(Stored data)
○ ○ ○ ○ ○ ○ ○
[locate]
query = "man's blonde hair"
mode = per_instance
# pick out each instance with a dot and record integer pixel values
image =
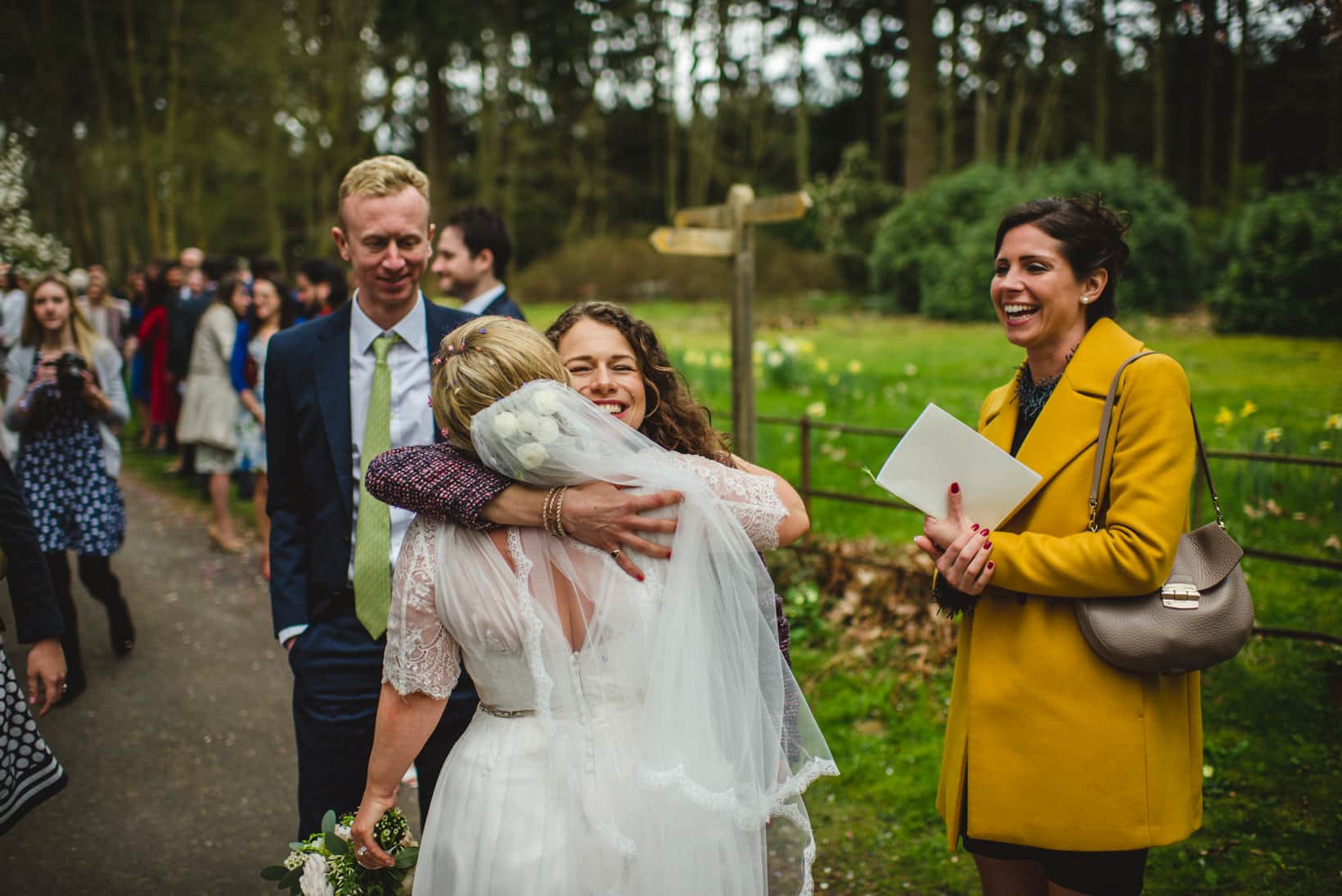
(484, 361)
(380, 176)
○ ○ ○ ○ ○ ○ ○
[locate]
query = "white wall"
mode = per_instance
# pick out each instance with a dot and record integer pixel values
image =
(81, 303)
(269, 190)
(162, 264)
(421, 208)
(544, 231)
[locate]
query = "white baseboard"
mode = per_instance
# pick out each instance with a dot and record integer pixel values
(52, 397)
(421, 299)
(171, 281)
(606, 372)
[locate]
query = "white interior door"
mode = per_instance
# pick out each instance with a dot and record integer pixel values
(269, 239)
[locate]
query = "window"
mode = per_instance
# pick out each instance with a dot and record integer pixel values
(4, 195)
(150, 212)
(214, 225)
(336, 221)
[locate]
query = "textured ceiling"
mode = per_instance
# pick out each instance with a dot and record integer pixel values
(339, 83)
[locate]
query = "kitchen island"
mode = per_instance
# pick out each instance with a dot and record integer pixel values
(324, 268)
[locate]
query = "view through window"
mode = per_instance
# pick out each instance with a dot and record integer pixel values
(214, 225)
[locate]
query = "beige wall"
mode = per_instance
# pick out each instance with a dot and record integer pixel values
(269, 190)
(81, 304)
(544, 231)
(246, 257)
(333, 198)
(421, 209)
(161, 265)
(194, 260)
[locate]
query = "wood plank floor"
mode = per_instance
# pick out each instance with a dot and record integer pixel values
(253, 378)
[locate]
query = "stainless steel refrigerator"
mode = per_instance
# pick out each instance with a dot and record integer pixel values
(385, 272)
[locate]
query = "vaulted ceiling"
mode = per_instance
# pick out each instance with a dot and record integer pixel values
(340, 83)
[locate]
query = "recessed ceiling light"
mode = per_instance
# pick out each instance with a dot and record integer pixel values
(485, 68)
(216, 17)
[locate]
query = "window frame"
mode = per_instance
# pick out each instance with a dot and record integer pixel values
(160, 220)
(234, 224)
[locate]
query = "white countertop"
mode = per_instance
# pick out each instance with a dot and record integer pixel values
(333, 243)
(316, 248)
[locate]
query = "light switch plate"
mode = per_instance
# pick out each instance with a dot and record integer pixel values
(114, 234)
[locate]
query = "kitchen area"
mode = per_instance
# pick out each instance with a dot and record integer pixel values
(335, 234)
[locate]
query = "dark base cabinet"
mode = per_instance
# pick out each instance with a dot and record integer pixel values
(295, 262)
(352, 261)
○ ○ ○ ○ ○ ○ ○
» **EXERCISE**: Return all lines from the entries that contain the string "light".

» **YOUR SOLUTION**:
query = "recessed ceiling light"
query = "light switch plate"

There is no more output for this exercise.